What you are asked to do
Once the images are removed, set down everything else in the listing below exactly.

⁂

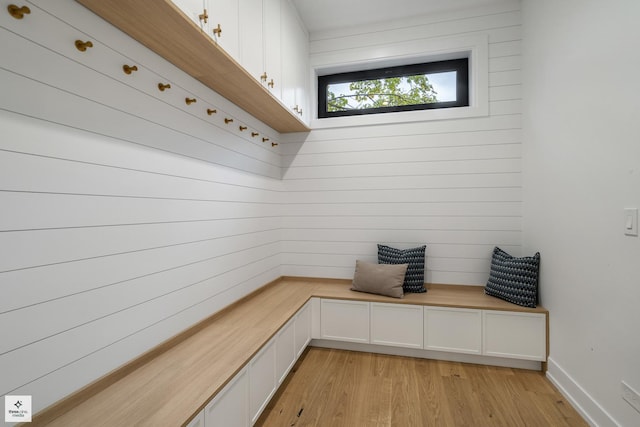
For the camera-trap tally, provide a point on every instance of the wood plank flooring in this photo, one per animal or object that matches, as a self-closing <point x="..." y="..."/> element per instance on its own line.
<point x="342" y="388"/>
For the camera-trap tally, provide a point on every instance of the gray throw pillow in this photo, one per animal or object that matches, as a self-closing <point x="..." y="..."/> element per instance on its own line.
<point x="514" y="279"/>
<point x="414" y="279"/>
<point x="382" y="279"/>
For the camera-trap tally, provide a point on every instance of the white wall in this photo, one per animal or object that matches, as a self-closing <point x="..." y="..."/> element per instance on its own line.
<point x="582" y="168"/>
<point x="454" y="185"/>
<point x="127" y="215"/>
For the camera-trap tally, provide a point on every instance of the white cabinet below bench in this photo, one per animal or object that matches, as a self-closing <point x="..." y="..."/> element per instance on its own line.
<point x="514" y="335"/>
<point x="344" y="320"/>
<point x="497" y="334"/>
<point x="241" y="402"/>
<point x="457" y="330"/>
<point x="398" y="325"/>
<point x="230" y="408"/>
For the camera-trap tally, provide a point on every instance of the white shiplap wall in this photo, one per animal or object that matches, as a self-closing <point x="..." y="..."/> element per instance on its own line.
<point x="454" y="185"/>
<point x="127" y="215"/>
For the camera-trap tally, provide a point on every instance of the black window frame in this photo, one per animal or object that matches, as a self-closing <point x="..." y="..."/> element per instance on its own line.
<point x="460" y="66"/>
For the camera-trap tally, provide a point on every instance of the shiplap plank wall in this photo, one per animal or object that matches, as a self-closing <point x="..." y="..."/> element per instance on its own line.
<point x="127" y="216"/>
<point x="454" y="185"/>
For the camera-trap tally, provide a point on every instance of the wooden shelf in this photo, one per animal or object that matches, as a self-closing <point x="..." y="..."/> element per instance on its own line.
<point x="163" y="28"/>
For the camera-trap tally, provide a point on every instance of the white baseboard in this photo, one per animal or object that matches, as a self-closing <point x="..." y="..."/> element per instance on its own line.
<point x="582" y="401"/>
<point x="427" y="354"/>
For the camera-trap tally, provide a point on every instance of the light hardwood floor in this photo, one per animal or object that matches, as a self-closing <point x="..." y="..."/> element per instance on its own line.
<point x="342" y="388"/>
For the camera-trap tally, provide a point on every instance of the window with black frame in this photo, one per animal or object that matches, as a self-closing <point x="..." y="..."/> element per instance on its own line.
<point x="430" y="85"/>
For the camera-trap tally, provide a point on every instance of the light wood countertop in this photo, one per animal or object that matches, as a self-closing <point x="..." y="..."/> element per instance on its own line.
<point x="172" y="383"/>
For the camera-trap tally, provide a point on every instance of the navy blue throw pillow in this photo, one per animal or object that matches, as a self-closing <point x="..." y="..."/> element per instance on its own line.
<point x="514" y="279"/>
<point x="414" y="279"/>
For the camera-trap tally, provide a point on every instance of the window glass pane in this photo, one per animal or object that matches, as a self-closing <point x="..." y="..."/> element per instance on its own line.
<point x="439" y="84"/>
<point x="392" y="92"/>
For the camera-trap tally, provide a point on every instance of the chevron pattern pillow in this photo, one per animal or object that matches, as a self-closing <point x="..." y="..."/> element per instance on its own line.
<point x="514" y="279"/>
<point x="414" y="278"/>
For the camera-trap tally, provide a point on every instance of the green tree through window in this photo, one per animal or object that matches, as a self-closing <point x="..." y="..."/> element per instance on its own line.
<point x="387" y="92"/>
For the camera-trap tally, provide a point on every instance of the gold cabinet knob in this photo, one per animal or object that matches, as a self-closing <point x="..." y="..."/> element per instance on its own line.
<point x="18" y="12"/>
<point x="82" y="46"/>
<point x="128" y="70"/>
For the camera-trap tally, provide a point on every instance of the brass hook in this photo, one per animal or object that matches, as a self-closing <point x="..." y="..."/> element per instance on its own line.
<point x="82" y="46"/>
<point x="204" y="16"/>
<point x="128" y="70"/>
<point x="18" y="12"/>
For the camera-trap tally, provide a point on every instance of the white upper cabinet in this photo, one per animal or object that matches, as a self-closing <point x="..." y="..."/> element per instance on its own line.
<point x="271" y="34"/>
<point x="251" y="43"/>
<point x="224" y="25"/>
<point x="195" y="10"/>
<point x="295" y="53"/>
<point x="266" y="37"/>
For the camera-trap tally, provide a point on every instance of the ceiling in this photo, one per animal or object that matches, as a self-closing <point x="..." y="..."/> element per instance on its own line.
<point x="320" y="15"/>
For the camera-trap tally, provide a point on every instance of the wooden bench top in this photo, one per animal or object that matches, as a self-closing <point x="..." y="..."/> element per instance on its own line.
<point x="173" y="382"/>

⁂

Result for this exercise
For the camera-trap tally, provide a point on every instance of the wood plank flooring in this photo, one per animal or object that matches, as a self-closing <point x="..." y="..."/> element per instance on its own line.
<point x="342" y="388"/>
For the camera-trap tally, provide a point on every instance of the gray throw pillow in this photo, one per animal or object that matches, as a self-closing <point x="..." y="..."/> element per instance on its own line.
<point x="514" y="279"/>
<point x="414" y="279"/>
<point x="382" y="279"/>
For the camera-trap tally, provide a point on every instance of the white wall in this photo, one per animal or object that matches, as a self-closing <point x="..." y="..."/> element per instance on its own line.
<point x="582" y="168"/>
<point x="454" y="185"/>
<point x="127" y="215"/>
For the camera-trap tally, provide a point on every instance of the white cabinet below bench in this photo, one per animal or object that matches, as a self-closing <point x="..." y="..."/> element per instance on its own line.
<point x="514" y="335"/>
<point x="344" y="320"/>
<point x="497" y="334"/>
<point x="241" y="402"/>
<point x="457" y="330"/>
<point x="398" y="325"/>
<point x="230" y="408"/>
For the camera-trap tally, provide a point on every instance of the white shiplap wall in this photo, one per animal or object that matches, as a self-closing <point x="..." y="..."/> element per instance on its own line.
<point x="454" y="185"/>
<point x="127" y="215"/>
For the camera-trap tally, provide a point on every instance of the black window frame in this photo, one per animal or object that matches, as a self-closing <point x="..." y="..."/> element per instance on its own line.
<point x="460" y="66"/>
For the camera-trap tally, provide a point on every instance of the shiplap plank wall in this photo, one per animal or object that matches, as a self-closing <point x="..." y="..."/> element per instance on its own line.
<point x="127" y="216"/>
<point x="454" y="185"/>
For the camera-trap tally, provide a point on every instance of the wooden shelf in this photo, one per animal or object that matches, as a self-closing <point x="..." y="..."/> element per instance on its own line.
<point x="163" y="28"/>
For the camera-trap tally, provide a point on every instance of the white baseboard in this photo, one per animal or object that matches, as a self-closing <point x="..." y="..."/> element per instance on its own line.
<point x="582" y="401"/>
<point x="427" y="354"/>
For the camera-trap tally, provide a point on every instance of the light hardwood floor in this photo, one per animal or object that matches, as a self-closing <point x="..." y="..."/> element per instance on its own line.
<point x="342" y="388"/>
For the camera-trap tally, provide a point on every instance of the window with black frame in this photo, one per animal or object that matches, as a self-closing <point x="..." y="..."/> element per instance on its own line.
<point x="430" y="85"/>
For the camera-trap tally, provide a point on every instance of the light wood countertop in this photo, one per animal or object that matches, as a self-closing <point x="..." y="..."/> element per instance on its own line.
<point x="172" y="383"/>
For the camera-trap tally, provide a point on every instance of the navy blue throw pillow in this photo, one per animal or object that matches, as a self-closing <point x="..." y="..."/> element per instance on its own line.
<point x="514" y="279"/>
<point x="414" y="279"/>
For the camera-trap tally, provide a point on every instance of the window glass pane in this photo, one per animal or object that matches, as a self-closing <point x="..." y="..."/> element per instance on its own line.
<point x="439" y="84"/>
<point x="392" y="92"/>
For the camera-trap tally, provide a point on every instance of the chevron pattern pillow in this photo, one per animal or object that matches, as a self-closing <point x="..." y="..."/> element per instance on its own line.
<point x="514" y="279"/>
<point x="414" y="278"/>
For the camera-trap tally, provide a point on every instance of the green tree through window in this photo, one per animal or object that matches, as a self-closing <point x="..." y="..."/> element per instance on its own line.
<point x="387" y="92"/>
For the camera-trap tally, provide a point on every instance of the gold cabinet knob in this photo, one per animal or object that matches, as a self-closing <point x="..." y="..."/> element per instance on its own line.
<point x="18" y="12"/>
<point x="82" y="46"/>
<point x="128" y="70"/>
For the camera-trap tally, provide a point on every instance of the brass hook in this photo, one per animal or object that matches, as a self-closing <point x="..." y="..."/> element per instance on its own line.
<point x="82" y="46"/>
<point x="204" y="16"/>
<point x="128" y="70"/>
<point x="18" y="12"/>
For the camera-trap tally, provide a point on every instance of the white upper cabinet in this photo, one per animal or object that matches, as a self-closing <point x="..." y="..."/> element per instance on its own line.
<point x="271" y="34"/>
<point x="251" y="43"/>
<point x="224" y="25"/>
<point x="195" y="10"/>
<point x="295" y="53"/>
<point x="266" y="37"/>
For the camera-trap tally, provide a point on every instance of the ceiling in this photo, one per animal or object that matches, as a self-closing <point x="..." y="..."/> element per instance on its own line.
<point x="320" y="15"/>
For the camera-trap tally, provide a point on every instance of the wooden bench top in this photo, one per animal or object that matches, as a self-closing <point x="..." y="..."/> element per instance on its own line.
<point x="173" y="382"/>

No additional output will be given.